--- Begin Provided information ---

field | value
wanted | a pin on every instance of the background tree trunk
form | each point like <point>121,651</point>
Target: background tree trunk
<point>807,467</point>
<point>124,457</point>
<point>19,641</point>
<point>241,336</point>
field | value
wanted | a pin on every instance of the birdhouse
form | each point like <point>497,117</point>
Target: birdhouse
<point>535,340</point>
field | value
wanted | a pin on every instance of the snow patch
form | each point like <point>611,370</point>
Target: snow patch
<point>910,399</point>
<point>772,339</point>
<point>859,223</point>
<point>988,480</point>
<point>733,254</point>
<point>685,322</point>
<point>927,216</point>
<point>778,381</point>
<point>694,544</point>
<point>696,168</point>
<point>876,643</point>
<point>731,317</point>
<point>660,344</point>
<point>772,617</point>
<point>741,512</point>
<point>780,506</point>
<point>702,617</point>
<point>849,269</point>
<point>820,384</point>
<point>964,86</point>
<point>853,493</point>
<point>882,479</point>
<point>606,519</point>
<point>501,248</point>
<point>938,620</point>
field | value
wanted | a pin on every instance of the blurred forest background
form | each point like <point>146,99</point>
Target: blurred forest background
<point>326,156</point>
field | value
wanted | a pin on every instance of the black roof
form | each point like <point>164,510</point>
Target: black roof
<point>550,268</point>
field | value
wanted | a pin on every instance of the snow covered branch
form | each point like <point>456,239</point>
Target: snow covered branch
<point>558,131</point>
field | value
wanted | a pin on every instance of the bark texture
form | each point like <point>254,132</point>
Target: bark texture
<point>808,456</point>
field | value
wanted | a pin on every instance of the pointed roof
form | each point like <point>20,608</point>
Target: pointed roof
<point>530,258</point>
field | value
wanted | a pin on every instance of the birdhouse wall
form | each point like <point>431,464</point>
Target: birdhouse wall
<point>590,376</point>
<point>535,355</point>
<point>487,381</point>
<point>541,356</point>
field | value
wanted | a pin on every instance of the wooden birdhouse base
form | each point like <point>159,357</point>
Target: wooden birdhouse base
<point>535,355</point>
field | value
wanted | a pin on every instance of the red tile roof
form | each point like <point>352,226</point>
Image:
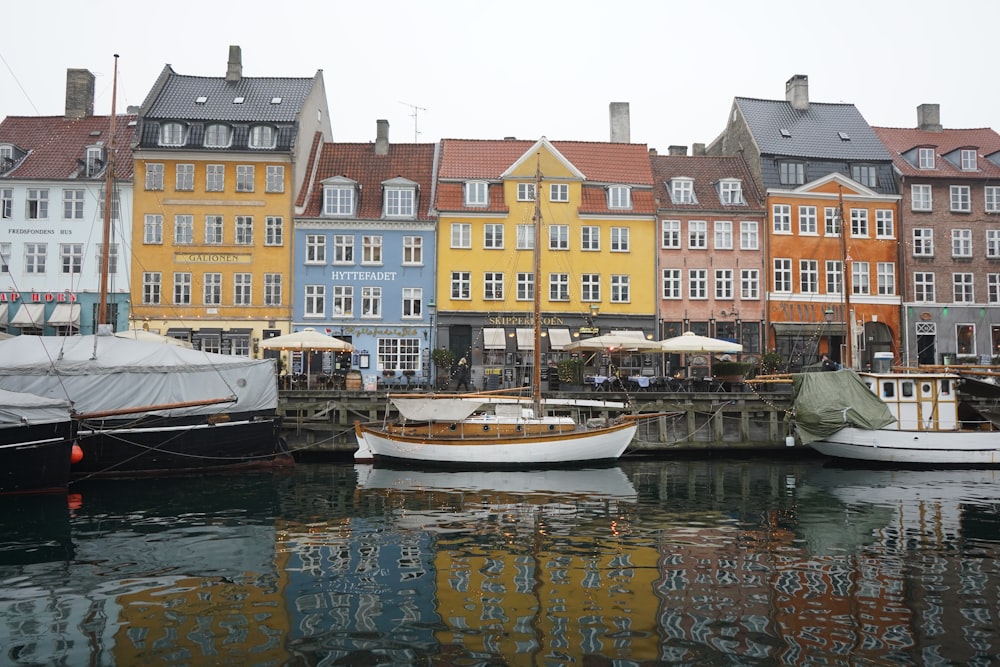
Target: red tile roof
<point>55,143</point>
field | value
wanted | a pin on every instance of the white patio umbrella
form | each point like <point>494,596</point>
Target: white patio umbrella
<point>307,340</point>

--- End Provided information ---

Task instructions: Could you rewrite the records above with "a pin on every instance of" replaced by "a marker on each" wherever it occurs, and everything else left as it is? Leave the pictures out of your version.

Result:
field | value
wanted | a marker on each the background tree trunk
form | each point like <point>121,651</point>
Target: background tree trunk
<point>807,467</point>
<point>124,457</point>
<point>19,641</point>
<point>241,336</point>
field | value
wanted | a marker on each the birdhouse
form | each point like <point>497,117</point>
Target: birdhouse
<point>535,340</point>
field | value
wanted | a marker on each the snow patch
form | each point like <point>611,370</point>
Target: snow patch
<point>910,399</point>
<point>772,339</point>
<point>859,223</point>
<point>988,480</point>
<point>733,254</point>
<point>685,322</point>
<point>927,216</point>
<point>778,381</point>
<point>694,544</point>
<point>696,168</point>
<point>876,643</point>
<point>731,317</point>
<point>660,344</point>
<point>772,617</point>
<point>741,512</point>
<point>780,506</point>
<point>702,617</point>
<point>849,269</point>
<point>820,384</point>
<point>964,86</point>
<point>853,493</point>
<point>882,479</point>
<point>606,519</point>
<point>501,248</point>
<point>938,620</point>
field | value
wanted | a marker on each the blurred forest background
form | each point like <point>146,99</point>
Target: blurred forest background
<point>326,156</point>
field | value
wanted | a marker on each the black roof
form | each point like <point>164,510</point>
Target: black roof
<point>550,268</point>
field | value
wanted | a marker on each the snow covered branch
form | each point like <point>456,239</point>
Target: snow covered branch
<point>558,131</point>
field | value
wanted | a marker on each the bark texture
form | each point like <point>254,132</point>
Target: bark texture
<point>808,456</point>
field | value
wanted | a marker on each the pointed roof
form | each point like <point>20,608</point>
Target: pointed roof
<point>530,258</point>
field | value
wanted | a marker on each the birdhouse wall
form | each point like <point>431,464</point>
Target: birdhouse wall
<point>590,376</point>
<point>535,355</point>
<point>487,381</point>
<point>541,356</point>
field | value
wanted | a marker on each the wooden birdhouse base
form | each point like <point>159,357</point>
Target: wooden birdhouse base
<point>535,355</point>
field | value
wanted | a marker on each the red tile roof
form | each point like <point>352,226</point>
Image:
Target: red tile roof
<point>55,143</point>
field | value
wanted | a marker on each the white patio umbrella
form | each point like <point>494,596</point>
Target: white patio umbrella
<point>307,340</point>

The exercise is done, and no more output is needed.